• Task description:
Can you retype only the lines from the one with "Identify one point on each instance of the distant field" through the final line of the material, exactly as given?

** Start Exercise inputs **

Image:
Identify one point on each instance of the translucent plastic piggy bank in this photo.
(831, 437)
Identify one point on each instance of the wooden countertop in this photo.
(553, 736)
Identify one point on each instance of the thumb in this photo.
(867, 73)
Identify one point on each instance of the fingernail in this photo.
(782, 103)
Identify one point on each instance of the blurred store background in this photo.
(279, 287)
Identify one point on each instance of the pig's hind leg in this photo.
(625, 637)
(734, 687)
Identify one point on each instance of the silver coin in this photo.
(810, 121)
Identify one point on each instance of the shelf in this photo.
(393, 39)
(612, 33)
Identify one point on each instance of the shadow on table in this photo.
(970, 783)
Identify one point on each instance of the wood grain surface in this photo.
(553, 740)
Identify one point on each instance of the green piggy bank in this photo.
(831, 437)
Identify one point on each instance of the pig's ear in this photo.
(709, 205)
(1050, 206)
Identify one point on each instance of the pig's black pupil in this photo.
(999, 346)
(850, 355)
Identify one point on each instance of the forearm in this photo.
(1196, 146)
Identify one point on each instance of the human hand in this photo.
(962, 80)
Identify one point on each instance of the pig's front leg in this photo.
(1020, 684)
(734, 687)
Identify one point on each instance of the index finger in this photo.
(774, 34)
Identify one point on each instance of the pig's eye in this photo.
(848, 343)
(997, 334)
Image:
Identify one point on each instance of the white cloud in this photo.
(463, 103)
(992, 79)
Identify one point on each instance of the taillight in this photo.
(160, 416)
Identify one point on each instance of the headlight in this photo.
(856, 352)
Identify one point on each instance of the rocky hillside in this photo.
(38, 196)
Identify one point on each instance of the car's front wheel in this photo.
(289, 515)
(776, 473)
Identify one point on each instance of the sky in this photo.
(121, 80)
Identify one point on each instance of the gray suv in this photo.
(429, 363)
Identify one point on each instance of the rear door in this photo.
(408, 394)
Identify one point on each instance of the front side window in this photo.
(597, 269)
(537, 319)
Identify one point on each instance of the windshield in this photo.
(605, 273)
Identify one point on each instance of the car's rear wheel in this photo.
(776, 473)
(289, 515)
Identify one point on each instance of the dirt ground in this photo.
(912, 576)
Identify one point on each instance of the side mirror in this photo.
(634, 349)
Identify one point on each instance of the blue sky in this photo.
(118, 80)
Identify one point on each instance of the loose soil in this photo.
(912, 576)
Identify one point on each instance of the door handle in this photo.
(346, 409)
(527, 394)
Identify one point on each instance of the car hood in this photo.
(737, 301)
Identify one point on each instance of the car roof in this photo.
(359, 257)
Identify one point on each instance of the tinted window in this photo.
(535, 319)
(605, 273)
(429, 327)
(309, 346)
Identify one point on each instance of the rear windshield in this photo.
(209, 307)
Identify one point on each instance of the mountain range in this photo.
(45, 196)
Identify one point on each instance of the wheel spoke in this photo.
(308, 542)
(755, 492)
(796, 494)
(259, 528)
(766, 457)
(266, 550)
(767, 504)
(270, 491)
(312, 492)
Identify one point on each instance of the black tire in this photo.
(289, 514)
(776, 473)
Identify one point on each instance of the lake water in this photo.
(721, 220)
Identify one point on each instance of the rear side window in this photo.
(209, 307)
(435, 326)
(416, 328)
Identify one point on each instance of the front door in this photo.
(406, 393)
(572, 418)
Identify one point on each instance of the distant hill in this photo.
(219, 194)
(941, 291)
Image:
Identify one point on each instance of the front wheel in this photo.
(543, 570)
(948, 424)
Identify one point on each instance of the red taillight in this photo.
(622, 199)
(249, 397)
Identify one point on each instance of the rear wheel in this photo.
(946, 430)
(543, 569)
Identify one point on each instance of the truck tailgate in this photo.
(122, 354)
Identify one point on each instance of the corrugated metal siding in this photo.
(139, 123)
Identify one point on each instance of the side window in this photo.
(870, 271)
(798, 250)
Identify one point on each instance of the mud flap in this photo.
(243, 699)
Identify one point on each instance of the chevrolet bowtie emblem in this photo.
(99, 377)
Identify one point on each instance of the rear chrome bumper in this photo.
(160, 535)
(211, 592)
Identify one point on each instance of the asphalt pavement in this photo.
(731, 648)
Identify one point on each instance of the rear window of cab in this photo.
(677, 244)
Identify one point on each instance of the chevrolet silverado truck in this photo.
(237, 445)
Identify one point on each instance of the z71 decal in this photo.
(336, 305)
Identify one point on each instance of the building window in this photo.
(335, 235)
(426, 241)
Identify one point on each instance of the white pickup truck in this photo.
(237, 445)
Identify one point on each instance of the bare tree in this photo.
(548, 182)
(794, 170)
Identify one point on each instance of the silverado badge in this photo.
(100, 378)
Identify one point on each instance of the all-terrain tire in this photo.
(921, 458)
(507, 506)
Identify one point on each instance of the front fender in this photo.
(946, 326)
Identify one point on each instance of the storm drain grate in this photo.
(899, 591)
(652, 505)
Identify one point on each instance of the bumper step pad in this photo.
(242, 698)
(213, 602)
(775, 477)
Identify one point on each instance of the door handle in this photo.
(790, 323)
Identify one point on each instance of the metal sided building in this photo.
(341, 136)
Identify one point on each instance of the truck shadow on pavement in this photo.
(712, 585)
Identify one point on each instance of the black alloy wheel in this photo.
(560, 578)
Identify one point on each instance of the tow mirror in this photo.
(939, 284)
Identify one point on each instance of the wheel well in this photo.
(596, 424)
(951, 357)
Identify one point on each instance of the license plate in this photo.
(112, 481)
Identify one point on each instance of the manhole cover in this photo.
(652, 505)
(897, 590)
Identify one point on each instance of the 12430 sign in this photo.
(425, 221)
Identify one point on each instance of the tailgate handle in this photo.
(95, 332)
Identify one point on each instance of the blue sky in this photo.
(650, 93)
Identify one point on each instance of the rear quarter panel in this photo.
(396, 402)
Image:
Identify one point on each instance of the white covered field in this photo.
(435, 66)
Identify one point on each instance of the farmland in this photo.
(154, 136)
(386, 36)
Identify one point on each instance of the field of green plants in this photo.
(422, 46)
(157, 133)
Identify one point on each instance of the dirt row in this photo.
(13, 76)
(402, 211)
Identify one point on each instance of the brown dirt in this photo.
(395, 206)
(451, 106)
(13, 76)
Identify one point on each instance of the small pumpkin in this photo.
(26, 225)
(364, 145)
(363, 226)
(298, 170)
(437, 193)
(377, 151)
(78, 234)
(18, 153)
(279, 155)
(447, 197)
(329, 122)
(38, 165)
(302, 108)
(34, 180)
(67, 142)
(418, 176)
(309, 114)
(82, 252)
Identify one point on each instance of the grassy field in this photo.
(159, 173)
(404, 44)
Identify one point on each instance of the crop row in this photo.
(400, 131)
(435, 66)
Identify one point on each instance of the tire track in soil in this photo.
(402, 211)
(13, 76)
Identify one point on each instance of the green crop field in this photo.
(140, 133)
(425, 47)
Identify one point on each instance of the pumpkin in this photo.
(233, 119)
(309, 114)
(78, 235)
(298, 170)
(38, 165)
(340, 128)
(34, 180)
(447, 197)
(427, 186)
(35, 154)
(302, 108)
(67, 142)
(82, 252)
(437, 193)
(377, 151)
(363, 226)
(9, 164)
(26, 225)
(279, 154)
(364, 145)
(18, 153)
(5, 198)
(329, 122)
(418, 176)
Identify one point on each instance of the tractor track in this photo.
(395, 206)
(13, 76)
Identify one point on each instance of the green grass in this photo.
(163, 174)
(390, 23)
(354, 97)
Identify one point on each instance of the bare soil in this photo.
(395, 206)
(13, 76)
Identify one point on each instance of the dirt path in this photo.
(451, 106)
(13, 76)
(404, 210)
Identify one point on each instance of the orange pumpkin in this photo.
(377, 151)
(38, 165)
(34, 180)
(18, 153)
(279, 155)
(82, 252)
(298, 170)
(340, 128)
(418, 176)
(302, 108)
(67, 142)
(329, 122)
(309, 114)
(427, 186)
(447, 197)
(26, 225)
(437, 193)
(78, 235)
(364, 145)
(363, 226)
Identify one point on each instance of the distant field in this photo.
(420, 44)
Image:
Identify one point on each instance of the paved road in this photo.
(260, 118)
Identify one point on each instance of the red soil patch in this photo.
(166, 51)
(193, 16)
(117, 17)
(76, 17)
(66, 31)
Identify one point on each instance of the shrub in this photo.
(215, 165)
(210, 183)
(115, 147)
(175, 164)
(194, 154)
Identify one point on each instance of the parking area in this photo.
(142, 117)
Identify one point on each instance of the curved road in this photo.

** End Exercise inputs **

• Written answer:
Identify one point on each instance of the distant field in this photo.
(420, 44)
Image:
Identify one point on each instance of the paved road in this photo.
(260, 118)
Identify one point on each instance of the red soil patch in this photo.
(166, 51)
(193, 16)
(117, 17)
(76, 17)
(66, 31)
Identify one point on each instance of the shrub in this photo.
(215, 165)
(210, 183)
(115, 147)
(175, 164)
(194, 154)
Identify one point on each instance of the parking area in this photo.
(142, 117)
Identify one point on each instance of the curved road in this photo.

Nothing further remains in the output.